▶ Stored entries
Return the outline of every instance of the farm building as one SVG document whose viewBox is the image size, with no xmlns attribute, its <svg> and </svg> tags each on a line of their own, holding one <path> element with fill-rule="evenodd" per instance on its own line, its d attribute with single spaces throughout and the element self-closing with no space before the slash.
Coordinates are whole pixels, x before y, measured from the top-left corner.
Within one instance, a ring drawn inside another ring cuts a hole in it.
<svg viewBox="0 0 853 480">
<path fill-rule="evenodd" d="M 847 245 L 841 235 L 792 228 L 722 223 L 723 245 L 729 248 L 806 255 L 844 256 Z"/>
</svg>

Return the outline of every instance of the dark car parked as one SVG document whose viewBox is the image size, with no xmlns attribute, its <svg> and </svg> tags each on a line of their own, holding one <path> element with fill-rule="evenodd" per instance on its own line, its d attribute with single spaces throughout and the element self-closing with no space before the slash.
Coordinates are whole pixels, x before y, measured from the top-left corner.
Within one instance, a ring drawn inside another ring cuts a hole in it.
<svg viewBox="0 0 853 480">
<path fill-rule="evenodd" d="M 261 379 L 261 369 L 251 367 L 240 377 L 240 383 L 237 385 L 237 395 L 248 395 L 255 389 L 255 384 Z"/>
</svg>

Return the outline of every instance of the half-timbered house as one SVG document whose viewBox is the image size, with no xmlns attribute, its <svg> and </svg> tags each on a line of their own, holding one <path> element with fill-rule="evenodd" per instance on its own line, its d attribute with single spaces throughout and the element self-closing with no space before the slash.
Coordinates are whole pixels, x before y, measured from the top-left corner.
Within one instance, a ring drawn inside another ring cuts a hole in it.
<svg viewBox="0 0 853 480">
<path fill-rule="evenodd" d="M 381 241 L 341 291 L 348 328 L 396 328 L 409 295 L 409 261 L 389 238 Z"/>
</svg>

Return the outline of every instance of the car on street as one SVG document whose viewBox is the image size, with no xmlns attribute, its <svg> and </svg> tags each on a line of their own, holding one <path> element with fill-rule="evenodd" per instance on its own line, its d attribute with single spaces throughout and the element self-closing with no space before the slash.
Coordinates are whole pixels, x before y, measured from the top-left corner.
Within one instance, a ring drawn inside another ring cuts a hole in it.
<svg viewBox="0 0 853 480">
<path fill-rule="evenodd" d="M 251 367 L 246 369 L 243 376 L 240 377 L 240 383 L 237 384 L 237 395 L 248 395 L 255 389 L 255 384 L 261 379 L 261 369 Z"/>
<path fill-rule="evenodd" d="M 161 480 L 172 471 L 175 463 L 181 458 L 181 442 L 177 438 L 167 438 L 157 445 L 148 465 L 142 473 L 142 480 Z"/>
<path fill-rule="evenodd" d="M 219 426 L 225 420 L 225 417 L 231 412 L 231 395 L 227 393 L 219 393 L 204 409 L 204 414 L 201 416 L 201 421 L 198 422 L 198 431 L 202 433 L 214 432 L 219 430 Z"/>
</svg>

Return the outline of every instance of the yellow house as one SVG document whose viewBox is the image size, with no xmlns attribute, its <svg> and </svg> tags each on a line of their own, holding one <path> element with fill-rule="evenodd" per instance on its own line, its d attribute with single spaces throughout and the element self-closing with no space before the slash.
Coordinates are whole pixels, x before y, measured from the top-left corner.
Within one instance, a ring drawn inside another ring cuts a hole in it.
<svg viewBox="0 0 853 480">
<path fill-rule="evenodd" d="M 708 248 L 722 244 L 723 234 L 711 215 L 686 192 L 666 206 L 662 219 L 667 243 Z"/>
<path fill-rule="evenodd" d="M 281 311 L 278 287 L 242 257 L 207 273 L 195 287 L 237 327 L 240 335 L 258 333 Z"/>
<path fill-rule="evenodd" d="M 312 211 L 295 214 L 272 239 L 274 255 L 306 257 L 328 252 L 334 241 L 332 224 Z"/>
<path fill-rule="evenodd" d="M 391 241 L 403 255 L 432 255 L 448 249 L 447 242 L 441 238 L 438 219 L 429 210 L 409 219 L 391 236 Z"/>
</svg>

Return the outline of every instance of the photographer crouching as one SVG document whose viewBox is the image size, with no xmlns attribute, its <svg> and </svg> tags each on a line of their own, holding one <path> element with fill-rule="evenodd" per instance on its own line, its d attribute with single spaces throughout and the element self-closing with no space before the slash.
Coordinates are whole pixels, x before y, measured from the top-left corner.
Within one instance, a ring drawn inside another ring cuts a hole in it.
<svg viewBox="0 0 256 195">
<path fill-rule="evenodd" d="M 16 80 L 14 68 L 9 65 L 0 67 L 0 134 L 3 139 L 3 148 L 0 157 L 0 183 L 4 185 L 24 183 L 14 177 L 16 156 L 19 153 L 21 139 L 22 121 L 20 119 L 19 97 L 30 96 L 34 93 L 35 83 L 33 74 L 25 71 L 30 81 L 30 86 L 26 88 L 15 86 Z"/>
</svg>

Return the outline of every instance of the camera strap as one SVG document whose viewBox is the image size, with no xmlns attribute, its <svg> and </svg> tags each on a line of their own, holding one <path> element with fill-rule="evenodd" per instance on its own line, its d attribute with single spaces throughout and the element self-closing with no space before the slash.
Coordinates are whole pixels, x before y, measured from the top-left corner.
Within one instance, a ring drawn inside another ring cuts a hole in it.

▶ Objective
Can you extract, unchanged, every line of the items from the one containing "Return the outline of every instance of the camera" through the end of the items?

▶ Solution for this problem
Return the outline of every instance of the camera strap as one SVG document whose viewBox is the image size, with no xmlns attribute, its <svg> and </svg> tags each on a line of their own, holding one <path> element with fill-rule="evenodd" per instance on its own line, its d attribute with single spaces throughout and the element self-closing with no space before the slash.
Coordinates are whole pixels, x before y, measured from the top-left corner.
Within one instance, a ring drawn inside another ring cuts a hole in it.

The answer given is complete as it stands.